» To do
Where a line of the entries below includes the string "cloud", count it. Give only the resulting number.

» Extracted information
+++

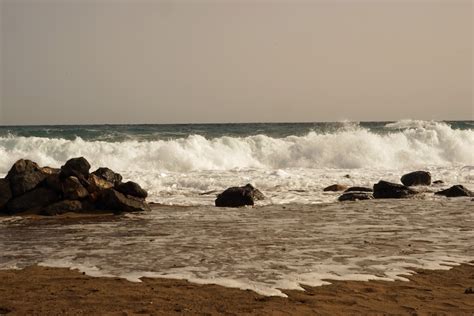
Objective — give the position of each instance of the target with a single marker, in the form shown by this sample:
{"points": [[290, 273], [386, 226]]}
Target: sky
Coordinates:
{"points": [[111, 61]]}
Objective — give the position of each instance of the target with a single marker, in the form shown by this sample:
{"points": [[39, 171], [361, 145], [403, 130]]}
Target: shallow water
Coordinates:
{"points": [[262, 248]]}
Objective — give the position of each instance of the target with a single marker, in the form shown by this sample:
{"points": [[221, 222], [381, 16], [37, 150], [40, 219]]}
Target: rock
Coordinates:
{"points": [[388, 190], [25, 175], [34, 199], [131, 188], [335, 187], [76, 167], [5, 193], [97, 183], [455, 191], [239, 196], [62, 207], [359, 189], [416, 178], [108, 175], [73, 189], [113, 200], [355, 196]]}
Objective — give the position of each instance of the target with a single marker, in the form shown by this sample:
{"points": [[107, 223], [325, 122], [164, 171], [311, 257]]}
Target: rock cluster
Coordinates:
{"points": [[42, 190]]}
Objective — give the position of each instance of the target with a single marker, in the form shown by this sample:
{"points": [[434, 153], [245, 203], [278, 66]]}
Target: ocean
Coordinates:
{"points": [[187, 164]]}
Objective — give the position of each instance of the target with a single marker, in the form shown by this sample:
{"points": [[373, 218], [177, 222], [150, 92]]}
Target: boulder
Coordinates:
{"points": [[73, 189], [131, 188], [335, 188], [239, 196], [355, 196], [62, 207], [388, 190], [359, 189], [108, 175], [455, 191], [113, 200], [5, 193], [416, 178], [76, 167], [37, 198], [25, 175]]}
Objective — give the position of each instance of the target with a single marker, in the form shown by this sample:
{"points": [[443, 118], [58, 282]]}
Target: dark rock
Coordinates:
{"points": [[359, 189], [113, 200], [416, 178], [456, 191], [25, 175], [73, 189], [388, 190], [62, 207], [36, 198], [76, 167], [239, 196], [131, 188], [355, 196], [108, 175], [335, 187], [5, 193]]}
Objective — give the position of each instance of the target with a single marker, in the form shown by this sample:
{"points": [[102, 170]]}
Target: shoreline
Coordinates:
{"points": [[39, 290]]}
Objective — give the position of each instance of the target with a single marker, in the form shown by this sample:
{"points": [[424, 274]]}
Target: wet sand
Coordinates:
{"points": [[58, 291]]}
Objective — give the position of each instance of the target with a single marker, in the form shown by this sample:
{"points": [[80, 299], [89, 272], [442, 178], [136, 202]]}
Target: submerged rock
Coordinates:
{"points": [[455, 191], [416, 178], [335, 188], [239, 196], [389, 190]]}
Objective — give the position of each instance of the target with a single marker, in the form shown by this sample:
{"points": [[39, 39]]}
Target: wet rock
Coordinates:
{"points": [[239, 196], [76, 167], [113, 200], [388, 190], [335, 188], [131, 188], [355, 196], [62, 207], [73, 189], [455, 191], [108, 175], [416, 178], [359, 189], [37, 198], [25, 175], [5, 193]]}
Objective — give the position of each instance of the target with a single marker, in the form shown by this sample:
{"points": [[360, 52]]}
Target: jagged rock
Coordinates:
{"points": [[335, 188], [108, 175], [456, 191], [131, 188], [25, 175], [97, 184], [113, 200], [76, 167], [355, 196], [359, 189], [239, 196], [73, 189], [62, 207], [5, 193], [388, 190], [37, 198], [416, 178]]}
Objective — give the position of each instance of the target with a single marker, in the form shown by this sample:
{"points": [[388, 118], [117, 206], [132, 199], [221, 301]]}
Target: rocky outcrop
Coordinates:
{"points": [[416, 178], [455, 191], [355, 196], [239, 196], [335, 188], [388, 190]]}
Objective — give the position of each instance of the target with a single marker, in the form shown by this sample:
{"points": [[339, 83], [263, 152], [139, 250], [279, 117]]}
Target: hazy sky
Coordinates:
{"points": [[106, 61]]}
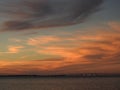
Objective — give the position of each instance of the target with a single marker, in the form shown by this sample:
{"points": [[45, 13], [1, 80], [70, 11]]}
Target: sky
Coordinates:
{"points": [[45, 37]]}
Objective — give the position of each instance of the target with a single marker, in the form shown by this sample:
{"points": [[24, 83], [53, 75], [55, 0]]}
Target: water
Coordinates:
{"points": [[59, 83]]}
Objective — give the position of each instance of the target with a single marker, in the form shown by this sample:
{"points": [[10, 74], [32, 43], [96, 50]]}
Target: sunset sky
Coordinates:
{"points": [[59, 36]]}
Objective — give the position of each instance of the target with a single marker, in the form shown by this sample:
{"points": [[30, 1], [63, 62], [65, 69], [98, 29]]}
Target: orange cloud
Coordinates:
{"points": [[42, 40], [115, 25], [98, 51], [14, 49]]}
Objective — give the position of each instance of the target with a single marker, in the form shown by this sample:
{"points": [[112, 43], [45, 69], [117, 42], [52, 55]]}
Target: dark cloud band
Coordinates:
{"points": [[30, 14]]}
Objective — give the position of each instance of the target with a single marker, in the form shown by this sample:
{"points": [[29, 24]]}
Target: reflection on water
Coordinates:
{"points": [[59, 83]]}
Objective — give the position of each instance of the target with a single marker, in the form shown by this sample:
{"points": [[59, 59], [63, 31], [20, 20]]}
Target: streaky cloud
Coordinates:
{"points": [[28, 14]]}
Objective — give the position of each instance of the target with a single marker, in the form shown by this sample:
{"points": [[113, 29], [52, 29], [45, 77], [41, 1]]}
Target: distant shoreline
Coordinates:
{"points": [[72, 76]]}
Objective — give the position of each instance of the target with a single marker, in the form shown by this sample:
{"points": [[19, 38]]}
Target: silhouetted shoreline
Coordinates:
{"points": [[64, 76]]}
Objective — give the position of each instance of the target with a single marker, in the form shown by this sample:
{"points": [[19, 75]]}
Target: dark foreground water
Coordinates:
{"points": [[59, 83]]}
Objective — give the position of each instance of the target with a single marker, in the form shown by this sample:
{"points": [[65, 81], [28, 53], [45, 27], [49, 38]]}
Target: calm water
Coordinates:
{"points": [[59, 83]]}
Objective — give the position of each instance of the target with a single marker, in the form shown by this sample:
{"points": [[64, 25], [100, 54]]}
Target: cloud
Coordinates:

+++

» Answer box
4